Set down the lines below exactly as they stand, please. Go from the first through the one containing "TARGET = exposed root".
══════════════════════════════
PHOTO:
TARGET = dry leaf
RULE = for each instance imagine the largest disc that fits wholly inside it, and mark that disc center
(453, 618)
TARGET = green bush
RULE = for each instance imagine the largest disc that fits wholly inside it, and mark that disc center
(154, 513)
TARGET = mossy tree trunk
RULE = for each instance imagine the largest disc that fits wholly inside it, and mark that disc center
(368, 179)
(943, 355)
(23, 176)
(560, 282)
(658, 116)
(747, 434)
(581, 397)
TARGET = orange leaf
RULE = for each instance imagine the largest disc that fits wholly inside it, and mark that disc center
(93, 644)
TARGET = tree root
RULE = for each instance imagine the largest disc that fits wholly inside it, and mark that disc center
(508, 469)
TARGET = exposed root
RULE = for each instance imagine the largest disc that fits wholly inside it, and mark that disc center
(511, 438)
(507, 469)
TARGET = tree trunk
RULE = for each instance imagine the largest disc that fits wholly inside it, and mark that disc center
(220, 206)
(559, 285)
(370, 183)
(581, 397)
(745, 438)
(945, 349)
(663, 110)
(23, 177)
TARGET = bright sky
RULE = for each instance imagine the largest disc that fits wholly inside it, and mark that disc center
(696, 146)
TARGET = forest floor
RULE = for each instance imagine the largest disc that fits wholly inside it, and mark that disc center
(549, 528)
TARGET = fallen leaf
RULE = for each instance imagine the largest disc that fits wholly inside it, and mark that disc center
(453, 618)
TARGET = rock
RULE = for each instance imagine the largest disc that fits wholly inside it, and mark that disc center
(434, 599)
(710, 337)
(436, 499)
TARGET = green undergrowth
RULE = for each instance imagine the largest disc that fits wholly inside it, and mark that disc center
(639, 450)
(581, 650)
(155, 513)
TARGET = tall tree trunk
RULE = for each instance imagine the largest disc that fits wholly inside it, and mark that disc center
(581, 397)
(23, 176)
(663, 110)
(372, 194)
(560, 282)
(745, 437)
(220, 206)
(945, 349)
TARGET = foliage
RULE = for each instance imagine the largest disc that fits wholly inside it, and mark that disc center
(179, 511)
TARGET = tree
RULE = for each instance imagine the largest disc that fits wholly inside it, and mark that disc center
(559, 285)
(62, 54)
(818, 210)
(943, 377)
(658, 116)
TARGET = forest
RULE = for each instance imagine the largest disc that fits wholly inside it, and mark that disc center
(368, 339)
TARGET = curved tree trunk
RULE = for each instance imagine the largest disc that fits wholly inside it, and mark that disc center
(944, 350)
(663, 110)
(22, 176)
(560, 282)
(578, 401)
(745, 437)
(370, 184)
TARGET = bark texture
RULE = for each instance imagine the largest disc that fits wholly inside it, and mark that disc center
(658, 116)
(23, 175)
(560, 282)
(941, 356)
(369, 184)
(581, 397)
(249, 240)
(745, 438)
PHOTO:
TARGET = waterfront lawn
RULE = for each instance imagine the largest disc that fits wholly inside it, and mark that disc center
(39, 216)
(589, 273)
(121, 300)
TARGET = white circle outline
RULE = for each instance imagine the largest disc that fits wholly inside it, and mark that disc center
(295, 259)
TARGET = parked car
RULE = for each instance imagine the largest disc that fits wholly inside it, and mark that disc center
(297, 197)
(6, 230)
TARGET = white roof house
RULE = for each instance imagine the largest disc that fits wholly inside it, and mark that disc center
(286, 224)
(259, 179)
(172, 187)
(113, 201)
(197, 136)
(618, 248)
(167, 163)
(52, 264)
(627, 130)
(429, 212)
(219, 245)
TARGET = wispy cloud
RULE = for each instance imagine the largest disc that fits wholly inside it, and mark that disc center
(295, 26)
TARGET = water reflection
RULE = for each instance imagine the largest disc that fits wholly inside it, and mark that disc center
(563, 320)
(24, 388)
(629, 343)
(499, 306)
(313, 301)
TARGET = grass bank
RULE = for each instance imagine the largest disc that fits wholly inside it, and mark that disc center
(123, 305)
══════════════════════════════
* **SOLUTION TO THIS PROBLEM**:
PHOTO:
TARGET = dry leaf
RULE = for each instance imagine the largest disc that fits wholly inside it, and mark that disc center
(453, 618)
TARGET = green bush
RULE = for each instance imagine the largest disc that fits wholly inside it, and mark that disc center
(154, 513)
TARGET = mossy tree trunk
RULE = for each instance imagine the largest disc that fits wholly inside it, and mark that disc center
(368, 179)
(943, 355)
(23, 176)
(560, 282)
(658, 116)
(747, 434)
(581, 397)
TARGET = orange leaf
RULE = for each instance imagine the largest disc that fits wholly inside it, and mark that disc center
(93, 644)
TARGET = tree root
RULE = for each instance imagine the largest disc that fits wholly inside it, and mark that disc center
(508, 469)
TARGET = exposed root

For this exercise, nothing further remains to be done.